---------- SEITENTEXT

"Die Vermessung der Welt": Detlev Buck mag's deftig
Kinofilm "Die Vermessung der Welt" Dünne Story, deftige Bilder
Wem dieser Film wohl richtig gut gefallen hätte, ist Bernd Eichinger. "Die Vermessung der Welt" ist Dicke-Hosen-Kino erster Güte, ganz nach dem Geschmack des verstorbenen Großproduzenten. Wuchtige Männerfiguren, opulente Bilder, modernste Technik, deftige Szenen - etwa wenn eine Prostituierte mit vollem Mund spricht. Und zwar nicht, weil sie isst, sondern weil sie bedient. Um nicht missverstanden zu werden: Der Film ist größtenteils wirklich sehenswert, aus den Bildern sprechen Lebensfreude und der Wagemut, aufs Ganze zu gehen. Allein: Mit dem Witz und dem Charme der Buchvorlage hat das rein gar nichts zu tun.
2005 kam der Welterfolg von Daniel Kehlmanns Buch fast aus dem Nichts. Der Deutsch-Österreicher hatte mit seinem Schelmenroman "Ich und Kaminski" zuvor für Aufsehen im Literaturbetrieb gesorgt. Dass er als nächstes ein ebenso raffiniert montiertes wie unfassbar lustiges Porträt des Mathematikers Carl Friedrich Gauß und des Naturforschers Alexander von Humboldt vorlegen würde, hatte aber niemand erwartet - und die Rekorde, die er damit aufstellen würde, noch viel weniger: Über 37 Wochen stand das Buch auf Platz eins der SPIEGEL-Bestsellerliste, wurde bislang in über 40 Sprachen übersetzt und verkaufte sich allein auf Deutsch über zwei Millionen Mal.
Dass Detlev Bucks Verfilmung nun scheitert, weil die Macher das Buch nicht verstanden haben, kann man gerade nicht behaupten - schließlich hat Kehlmann das Drehbuch mitverfasst und tritt auch noch als Erzähler auf. Was aber überdeutlich wird, ist, dass er und seine Co-Autoren Detlev Buck und Daniel Nocke keinen Weg gefunden haben, der literarischen Raffinesse der Vorlage mit filmischen Mitteln zu entsprechen.
Ein Tölpel stapft durch die Landschaft
Schon der Anfang des Films gerät konventioneller als im Buch: Wo Kehlmann im Roman mit einem kurzen Ausblick auf das einzige Treffen zwischen Gauß und Humboldt in späteren Jahren beginnt, setzt der Film in der Kindheit der beiden Ausnahmewissenschaftler an. Der Kontrast in ihrer Herkunft - hier der ärmliche Gauß, der sein Talent nur unter größten Widerständen unter Beweis stellen kann, dort der adlige Humboldt, den Geld und Selbstanmaßung seines Elternhauses in die Ferne treiben - ist damit hergestellt. Doch der Zusammenhang ihrer (Lebens-)Geschichten will sich nicht erschließen.

--------------------
---------- DATENZEILEN

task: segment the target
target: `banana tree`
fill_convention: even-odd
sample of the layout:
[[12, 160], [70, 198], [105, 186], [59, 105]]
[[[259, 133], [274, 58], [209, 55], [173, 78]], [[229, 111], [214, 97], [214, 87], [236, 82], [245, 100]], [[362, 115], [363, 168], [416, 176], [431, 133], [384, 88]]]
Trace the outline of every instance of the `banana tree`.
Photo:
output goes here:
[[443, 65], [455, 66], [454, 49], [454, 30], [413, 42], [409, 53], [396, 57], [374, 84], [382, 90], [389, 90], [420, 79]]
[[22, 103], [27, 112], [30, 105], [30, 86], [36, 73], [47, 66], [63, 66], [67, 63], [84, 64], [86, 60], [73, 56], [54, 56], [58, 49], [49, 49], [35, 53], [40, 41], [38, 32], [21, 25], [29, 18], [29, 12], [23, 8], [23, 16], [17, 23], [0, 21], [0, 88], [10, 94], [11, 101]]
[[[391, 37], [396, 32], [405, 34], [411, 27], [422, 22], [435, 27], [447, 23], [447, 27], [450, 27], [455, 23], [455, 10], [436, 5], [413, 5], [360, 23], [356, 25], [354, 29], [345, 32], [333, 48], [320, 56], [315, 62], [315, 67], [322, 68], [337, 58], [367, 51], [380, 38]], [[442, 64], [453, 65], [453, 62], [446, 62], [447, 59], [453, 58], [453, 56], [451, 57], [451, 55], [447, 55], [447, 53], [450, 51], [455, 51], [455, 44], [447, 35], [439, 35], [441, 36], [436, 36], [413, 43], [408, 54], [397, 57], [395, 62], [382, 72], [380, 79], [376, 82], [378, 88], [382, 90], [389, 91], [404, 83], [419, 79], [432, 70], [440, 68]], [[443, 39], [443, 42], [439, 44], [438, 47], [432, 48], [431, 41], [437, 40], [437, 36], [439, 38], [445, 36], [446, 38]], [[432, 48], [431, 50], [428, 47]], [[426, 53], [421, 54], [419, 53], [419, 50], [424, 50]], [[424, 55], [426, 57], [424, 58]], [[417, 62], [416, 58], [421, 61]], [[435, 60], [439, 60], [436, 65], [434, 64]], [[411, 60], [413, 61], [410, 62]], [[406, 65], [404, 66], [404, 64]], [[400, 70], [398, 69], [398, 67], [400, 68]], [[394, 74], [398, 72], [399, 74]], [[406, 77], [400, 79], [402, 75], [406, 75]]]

--------------------

• **OFFENE AUFGABEN**:
1: Zitiere aus der Filmkritik wörtlich den Abschnitt von „2005 kam der“ bis „zwei Millionen Mal.“.
2: Beantworte anhand der Filmkritik:
(a) Wie lange stand das Buch auf Platz eins der SPIEGEL-Bestsellerliste?
(b) Wer verfasste das Drehbuch zusammen mit Kehlmann?
(c) An welchem Punkt im Leben der beiden Wissenschaftler setzt der Film ein?
3: Nenne alle Personen, die in der Filmkritik mit Vor- und Nachnamen genannt werden.

• **GELÖSTE AUFGABEN**:
1:
2005 kam der Welterfolg von Daniel Kehlmanns Buch fast aus dem Nichts. Der Deutsch-Österreicher hatte mit seinem Schelmenroman "Ich und Kaminski" zuvor für Aufsehen im Literaturbetrieb gesorgt. Dass er als nächstes ein ebenso raffiniert montiertes wie unfassbar lustiges Porträt des Mathematikers Carl Friedrich Gauß und des Naturforschers Alexander von Humboldt vorlegen würde, hatte aber niemand erwartet - und die Rekorde, die er damit aufstellen würde, noch viel weniger: Über 37 Wochen stand das Buch auf Platz eins der SPIEGEL-Bestsellerliste, wurde bislang in über 40 Sprachen übersetzt und verkaufte sich allein auf Deutsch über zwei Millionen Mal.

2:
(a) Über 37 Wochen.
(b) Detlev Buck und Daniel Nocke.
(c) In der Kindheit von Gauß und Humboldt.

3: Bernd Eichinger, Daniel Kehlmann, Carl Friedrich Gauß, Alexander von Humboldt, Detlev Buck, Daniel Nocke